Written task: Locate every line in the rows below that contains the word "request", and copy each one.

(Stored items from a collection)
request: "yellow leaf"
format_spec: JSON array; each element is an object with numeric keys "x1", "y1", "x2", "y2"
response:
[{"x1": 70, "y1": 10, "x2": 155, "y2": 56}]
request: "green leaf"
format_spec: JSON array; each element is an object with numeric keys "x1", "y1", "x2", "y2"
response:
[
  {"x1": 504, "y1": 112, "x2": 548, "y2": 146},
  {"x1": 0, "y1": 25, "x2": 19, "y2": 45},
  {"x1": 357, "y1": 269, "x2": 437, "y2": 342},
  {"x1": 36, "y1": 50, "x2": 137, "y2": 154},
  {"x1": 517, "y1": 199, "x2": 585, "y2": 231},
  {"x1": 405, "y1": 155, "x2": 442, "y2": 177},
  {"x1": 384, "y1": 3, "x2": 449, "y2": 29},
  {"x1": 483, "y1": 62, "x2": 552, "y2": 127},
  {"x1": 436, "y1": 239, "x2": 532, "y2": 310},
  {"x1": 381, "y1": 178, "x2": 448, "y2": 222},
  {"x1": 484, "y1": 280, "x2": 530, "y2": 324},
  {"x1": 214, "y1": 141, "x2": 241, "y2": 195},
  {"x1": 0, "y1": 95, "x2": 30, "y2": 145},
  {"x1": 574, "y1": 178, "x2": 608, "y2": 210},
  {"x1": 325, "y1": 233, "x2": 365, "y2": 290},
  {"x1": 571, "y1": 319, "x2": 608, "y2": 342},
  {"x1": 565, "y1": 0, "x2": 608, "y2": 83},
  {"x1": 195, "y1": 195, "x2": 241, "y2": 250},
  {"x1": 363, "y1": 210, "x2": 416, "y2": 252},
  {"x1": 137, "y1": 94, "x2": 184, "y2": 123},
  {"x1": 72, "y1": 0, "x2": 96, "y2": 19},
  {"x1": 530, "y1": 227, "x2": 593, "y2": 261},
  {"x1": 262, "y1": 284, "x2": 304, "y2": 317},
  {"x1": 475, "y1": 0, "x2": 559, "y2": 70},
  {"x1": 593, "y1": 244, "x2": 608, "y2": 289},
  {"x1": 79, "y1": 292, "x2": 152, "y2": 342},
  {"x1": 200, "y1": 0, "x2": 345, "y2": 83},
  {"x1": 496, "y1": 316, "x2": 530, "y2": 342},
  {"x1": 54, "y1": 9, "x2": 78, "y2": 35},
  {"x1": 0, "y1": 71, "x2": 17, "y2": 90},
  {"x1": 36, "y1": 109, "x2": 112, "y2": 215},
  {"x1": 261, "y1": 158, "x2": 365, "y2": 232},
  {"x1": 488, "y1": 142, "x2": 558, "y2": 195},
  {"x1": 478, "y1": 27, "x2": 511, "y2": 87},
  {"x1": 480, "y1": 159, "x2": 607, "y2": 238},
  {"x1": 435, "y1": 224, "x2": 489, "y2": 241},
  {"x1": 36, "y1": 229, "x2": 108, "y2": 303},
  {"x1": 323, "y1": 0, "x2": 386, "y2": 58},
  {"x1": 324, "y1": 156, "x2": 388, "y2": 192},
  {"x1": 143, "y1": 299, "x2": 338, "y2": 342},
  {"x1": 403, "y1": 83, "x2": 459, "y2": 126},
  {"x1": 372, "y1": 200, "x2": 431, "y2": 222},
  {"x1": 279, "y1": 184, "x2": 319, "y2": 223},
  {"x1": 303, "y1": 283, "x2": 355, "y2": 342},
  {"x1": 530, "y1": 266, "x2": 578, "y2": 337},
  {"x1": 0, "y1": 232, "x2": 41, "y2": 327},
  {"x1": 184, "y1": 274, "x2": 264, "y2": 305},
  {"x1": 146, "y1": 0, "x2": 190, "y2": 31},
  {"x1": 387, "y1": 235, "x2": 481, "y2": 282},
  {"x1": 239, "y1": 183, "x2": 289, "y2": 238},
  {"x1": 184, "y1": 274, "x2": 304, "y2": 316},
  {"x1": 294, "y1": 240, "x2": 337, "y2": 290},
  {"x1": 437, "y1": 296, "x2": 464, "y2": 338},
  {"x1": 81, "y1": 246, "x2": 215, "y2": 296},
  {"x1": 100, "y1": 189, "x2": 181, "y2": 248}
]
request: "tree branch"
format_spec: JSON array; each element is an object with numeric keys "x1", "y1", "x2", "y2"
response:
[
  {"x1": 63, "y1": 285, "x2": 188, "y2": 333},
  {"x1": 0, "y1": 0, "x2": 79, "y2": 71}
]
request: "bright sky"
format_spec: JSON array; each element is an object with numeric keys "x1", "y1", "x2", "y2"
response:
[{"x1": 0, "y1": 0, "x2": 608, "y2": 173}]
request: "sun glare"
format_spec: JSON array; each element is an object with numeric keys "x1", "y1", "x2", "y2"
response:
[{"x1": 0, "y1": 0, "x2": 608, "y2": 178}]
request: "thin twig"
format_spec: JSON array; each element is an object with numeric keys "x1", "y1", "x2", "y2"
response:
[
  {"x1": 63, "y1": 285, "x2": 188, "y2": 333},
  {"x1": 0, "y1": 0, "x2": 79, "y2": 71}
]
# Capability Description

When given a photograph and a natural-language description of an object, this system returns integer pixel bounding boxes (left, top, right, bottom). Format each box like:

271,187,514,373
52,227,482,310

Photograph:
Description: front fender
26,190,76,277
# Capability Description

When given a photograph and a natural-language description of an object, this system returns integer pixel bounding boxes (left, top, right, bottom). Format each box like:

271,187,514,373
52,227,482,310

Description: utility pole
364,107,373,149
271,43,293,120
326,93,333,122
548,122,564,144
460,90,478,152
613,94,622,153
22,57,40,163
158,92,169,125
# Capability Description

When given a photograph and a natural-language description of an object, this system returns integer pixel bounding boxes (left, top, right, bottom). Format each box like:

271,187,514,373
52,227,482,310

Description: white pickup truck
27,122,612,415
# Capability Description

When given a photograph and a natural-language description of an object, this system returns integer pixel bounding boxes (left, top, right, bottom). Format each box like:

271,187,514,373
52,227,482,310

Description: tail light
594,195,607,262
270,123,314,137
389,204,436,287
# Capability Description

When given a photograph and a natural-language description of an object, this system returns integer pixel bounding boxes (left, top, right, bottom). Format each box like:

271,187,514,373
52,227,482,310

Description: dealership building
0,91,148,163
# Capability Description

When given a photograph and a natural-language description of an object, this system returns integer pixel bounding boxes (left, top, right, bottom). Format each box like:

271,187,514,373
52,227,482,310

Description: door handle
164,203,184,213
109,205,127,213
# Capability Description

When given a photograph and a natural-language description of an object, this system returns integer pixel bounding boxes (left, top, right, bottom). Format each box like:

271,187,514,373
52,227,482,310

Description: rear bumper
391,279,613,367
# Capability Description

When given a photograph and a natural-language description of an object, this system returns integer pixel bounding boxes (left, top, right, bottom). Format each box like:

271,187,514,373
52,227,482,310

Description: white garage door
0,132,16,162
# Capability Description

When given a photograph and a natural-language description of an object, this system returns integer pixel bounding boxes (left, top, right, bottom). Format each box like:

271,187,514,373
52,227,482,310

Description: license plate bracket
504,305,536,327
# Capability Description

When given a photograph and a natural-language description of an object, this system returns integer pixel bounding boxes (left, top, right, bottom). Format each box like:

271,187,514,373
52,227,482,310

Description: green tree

Result of the task:
request: "yellow leaf"
request: "green leaf"
request: "tree branch"
request: "bright sky"
request: "sun glare"
request: "thin twig"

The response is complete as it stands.